Turn every line of the records below into a numbered list, leaving out the blank lines.

═══ WORKING DATA ═══

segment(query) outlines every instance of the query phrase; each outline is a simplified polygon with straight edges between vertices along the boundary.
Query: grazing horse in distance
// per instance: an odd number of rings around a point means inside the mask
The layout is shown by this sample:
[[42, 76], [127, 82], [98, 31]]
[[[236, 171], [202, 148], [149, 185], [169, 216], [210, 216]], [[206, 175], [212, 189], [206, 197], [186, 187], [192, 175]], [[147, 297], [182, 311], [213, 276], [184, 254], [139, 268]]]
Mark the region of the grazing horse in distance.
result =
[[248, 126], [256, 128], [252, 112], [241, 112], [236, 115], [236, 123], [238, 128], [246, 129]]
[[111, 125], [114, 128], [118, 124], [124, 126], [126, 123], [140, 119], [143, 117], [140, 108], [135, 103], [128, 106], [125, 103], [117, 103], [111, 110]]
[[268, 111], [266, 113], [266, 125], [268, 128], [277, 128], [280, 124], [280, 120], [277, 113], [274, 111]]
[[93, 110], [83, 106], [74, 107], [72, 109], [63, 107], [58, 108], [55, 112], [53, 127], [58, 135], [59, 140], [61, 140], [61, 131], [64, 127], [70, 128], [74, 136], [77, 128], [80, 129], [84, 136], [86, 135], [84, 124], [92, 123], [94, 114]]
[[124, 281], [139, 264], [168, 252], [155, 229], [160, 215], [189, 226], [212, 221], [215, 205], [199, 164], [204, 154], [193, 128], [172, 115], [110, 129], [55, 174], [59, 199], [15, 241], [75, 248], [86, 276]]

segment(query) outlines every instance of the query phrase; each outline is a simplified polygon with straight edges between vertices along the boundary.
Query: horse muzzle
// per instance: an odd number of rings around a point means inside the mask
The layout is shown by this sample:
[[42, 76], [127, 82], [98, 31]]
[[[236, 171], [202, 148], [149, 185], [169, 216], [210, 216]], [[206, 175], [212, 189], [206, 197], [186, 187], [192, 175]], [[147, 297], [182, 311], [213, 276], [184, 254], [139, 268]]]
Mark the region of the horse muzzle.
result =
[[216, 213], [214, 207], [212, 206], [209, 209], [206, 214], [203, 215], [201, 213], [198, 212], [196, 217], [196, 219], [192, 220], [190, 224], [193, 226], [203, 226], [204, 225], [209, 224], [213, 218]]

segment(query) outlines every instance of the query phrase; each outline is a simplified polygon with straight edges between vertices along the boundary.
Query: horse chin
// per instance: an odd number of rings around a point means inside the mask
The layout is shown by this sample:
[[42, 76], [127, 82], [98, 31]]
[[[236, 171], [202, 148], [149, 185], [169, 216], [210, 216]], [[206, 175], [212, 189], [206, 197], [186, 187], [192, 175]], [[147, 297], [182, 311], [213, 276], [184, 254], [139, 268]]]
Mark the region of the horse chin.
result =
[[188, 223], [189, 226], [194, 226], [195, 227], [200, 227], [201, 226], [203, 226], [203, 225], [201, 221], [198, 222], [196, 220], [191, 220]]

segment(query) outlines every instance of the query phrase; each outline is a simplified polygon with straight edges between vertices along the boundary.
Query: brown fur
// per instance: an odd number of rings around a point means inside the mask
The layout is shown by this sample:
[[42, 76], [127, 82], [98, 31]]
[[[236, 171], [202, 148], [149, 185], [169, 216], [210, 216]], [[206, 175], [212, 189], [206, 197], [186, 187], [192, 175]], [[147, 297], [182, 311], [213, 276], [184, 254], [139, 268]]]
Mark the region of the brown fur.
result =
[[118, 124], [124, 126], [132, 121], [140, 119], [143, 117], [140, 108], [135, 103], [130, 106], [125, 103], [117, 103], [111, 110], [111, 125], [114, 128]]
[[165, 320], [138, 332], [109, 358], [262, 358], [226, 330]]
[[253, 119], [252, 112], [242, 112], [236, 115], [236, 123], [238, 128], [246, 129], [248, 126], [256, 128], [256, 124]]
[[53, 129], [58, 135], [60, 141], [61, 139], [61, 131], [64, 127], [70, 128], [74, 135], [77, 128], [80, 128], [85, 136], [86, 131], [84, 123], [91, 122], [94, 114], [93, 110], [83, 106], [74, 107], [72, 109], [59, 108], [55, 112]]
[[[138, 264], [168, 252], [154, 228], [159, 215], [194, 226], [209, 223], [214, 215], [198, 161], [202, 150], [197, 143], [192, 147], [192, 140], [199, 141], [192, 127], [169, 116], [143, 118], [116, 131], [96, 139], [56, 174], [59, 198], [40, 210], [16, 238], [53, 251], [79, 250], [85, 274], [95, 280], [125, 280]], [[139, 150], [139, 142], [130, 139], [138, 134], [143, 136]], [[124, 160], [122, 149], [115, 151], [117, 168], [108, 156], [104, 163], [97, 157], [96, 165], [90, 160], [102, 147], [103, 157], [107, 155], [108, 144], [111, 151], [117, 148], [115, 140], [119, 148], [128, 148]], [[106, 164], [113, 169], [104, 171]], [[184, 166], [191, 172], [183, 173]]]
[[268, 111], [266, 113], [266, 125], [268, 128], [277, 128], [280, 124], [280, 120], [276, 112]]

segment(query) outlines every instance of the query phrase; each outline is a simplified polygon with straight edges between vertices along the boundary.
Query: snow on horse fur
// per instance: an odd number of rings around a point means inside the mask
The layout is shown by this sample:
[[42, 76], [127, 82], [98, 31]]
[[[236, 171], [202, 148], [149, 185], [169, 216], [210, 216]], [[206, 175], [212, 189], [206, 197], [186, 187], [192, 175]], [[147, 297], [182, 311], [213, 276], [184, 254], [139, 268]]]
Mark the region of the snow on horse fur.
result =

═══

### RIGHT ANSWER
1. segment(query) outlines every instance of the query phrase; each outline is a simplified polygon with straight edges between vertices along the boundary.
2. Query: grazing horse in distance
3. // per instance: an odd number of rings around a point means inside the mask
4. The layout is shown by this sample:
5. [[42, 76], [127, 82], [98, 31]]
6. [[[236, 171], [202, 148], [149, 185], [169, 216], [210, 216]], [[206, 175], [212, 189], [206, 197], [186, 187], [192, 175]], [[147, 297], [182, 311], [213, 276], [184, 254], [139, 268]]]
7. Mark the region of the grazing horse in distance.
8. result =
9. [[248, 126], [256, 128], [252, 112], [241, 112], [236, 115], [236, 123], [238, 128], [246, 129]]
10. [[111, 125], [114, 128], [118, 124], [124, 126], [126, 123], [140, 119], [143, 117], [140, 108], [135, 103], [128, 106], [125, 103], [117, 103], [111, 110]]
11. [[268, 111], [266, 113], [266, 125], [268, 128], [277, 128], [280, 124], [280, 120], [277, 113], [274, 111]]
12. [[93, 110], [83, 106], [74, 107], [72, 109], [63, 107], [58, 108], [55, 112], [53, 127], [58, 135], [59, 140], [61, 140], [61, 131], [64, 127], [70, 128], [74, 136], [77, 128], [80, 129], [84, 136], [86, 135], [84, 124], [92, 123], [94, 114]]
13. [[124, 281], [139, 264], [168, 252], [155, 229], [160, 215], [189, 226], [212, 221], [215, 205], [199, 164], [204, 154], [193, 128], [172, 115], [110, 129], [55, 174], [59, 199], [15, 241], [75, 248], [86, 276]]
14. segment(query) outlines every instance of the query phrase; each outline is a simplified polygon with straight edges between vertices along the boundary.
15. Query: horse muzzle
16. // per instance: an odd number of rings around a point means inside the mask
17. The layout is shown by this sample:
18. [[42, 76], [127, 82], [98, 31]]
19. [[[236, 171], [202, 148], [149, 185], [169, 216], [210, 216]], [[206, 175], [212, 189], [206, 197], [186, 187], [192, 175]], [[147, 297], [182, 311], [213, 276], [184, 254], [139, 268]]]
20. Mark the region of the horse muzzle.
21. result =
22. [[216, 213], [214, 207], [212, 206], [209, 209], [206, 214], [203, 215], [201, 213], [198, 212], [196, 217], [196, 219], [192, 220], [190, 224], [193, 226], [203, 226], [204, 225], [209, 224], [213, 218]]
23. segment(query) outlines every instance of the query phrase; each outline is a simplified polygon with straight edges between vertices along the boundary.
24. Query: horse chin
25. // per instance: an odd number of rings around a point means inside the mask
26. The layout is shown by this sample:
27. [[42, 76], [127, 82], [98, 31]]
28. [[[236, 171], [202, 148], [149, 185], [169, 216], [210, 216]], [[206, 175], [212, 189], [206, 197], [186, 187], [192, 175]], [[147, 297], [182, 311], [213, 276], [184, 254], [139, 268]]]
29. Mark the region of the horse chin.
30. result =
31. [[188, 223], [189, 226], [194, 226], [195, 227], [200, 227], [201, 226], [203, 226], [203, 225], [201, 221], [198, 222], [196, 220], [191, 220]]
32. segment(query) outlines every instance of the query phrase; each outline is a simplified polygon with straight edges between vertices along the boundary.
33. Query: brown fur
34. // per instance: an odd number of rings around a point means inside the mask
35. The layout is shown by this sample:
36. [[42, 76], [127, 82], [98, 31]]
37. [[[236, 171], [202, 148], [149, 185], [169, 216], [210, 216]], [[206, 175], [212, 189], [206, 197], [186, 187], [192, 175]], [[147, 297], [182, 311], [213, 276], [184, 254], [139, 268]]]
38. Mark the region of the brown fur.
39. result =
40. [[118, 124], [124, 126], [132, 121], [140, 119], [143, 117], [140, 108], [135, 103], [130, 106], [125, 103], [117, 103], [111, 110], [111, 125], [114, 128]]
41. [[165, 320], [138, 332], [109, 358], [262, 358], [226, 330]]
42. [[253, 119], [252, 112], [242, 112], [236, 115], [236, 123], [238, 128], [246, 129], [248, 126], [256, 128], [256, 124]]
43. [[53, 129], [58, 135], [60, 141], [61, 139], [61, 131], [64, 127], [70, 128], [74, 135], [77, 128], [80, 128], [85, 136], [86, 131], [84, 123], [91, 122], [94, 114], [93, 110], [83, 106], [74, 107], [72, 109], [59, 108], [55, 112]]
44. [[[138, 264], [168, 252], [154, 228], [159, 215], [194, 226], [209, 223], [214, 215], [198, 161], [202, 150], [197, 143], [192, 147], [192, 140], [199, 141], [192, 127], [169, 116], [143, 118], [116, 131], [96, 139], [56, 174], [59, 198], [40, 210], [16, 238], [53, 251], [79, 250], [85, 274], [95, 280], [125, 280]], [[139, 150], [139, 142], [130, 139], [138, 134], [143, 136]], [[124, 160], [122, 149], [115, 151], [117, 168], [108, 156], [104, 163], [97, 157], [96, 165], [90, 160], [102, 147], [103, 157], [107, 155], [108, 144], [111, 151], [117, 148], [115, 140], [119, 148], [128, 148]], [[106, 164], [113, 169], [104, 171]], [[184, 166], [191, 172], [183, 173]]]
45. [[268, 111], [266, 113], [266, 125], [268, 128], [277, 128], [280, 124], [280, 120], [276, 112]]
46. segment(query) outlines every instance of the query phrase; each outline is a simplified polygon with straight edges between vertices along the boundary.
47. Query: snow on horse fur
48. // per instance: an odd number of rings around a point means inside the mask
49. The layout is shown by this sample:
50. [[42, 76], [127, 82], [98, 31]]
51. [[[236, 171], [202, 148], [149, 185], [169, 216], [210, 216]], [[206, 175], [212, 189], [206, 197], [186, 187], [192, 175]], [[147, 297], [182, 311], [213, 276], [184, 254], [139, 268]]]
52. Mark the region of the snow on horse fur.
53. result =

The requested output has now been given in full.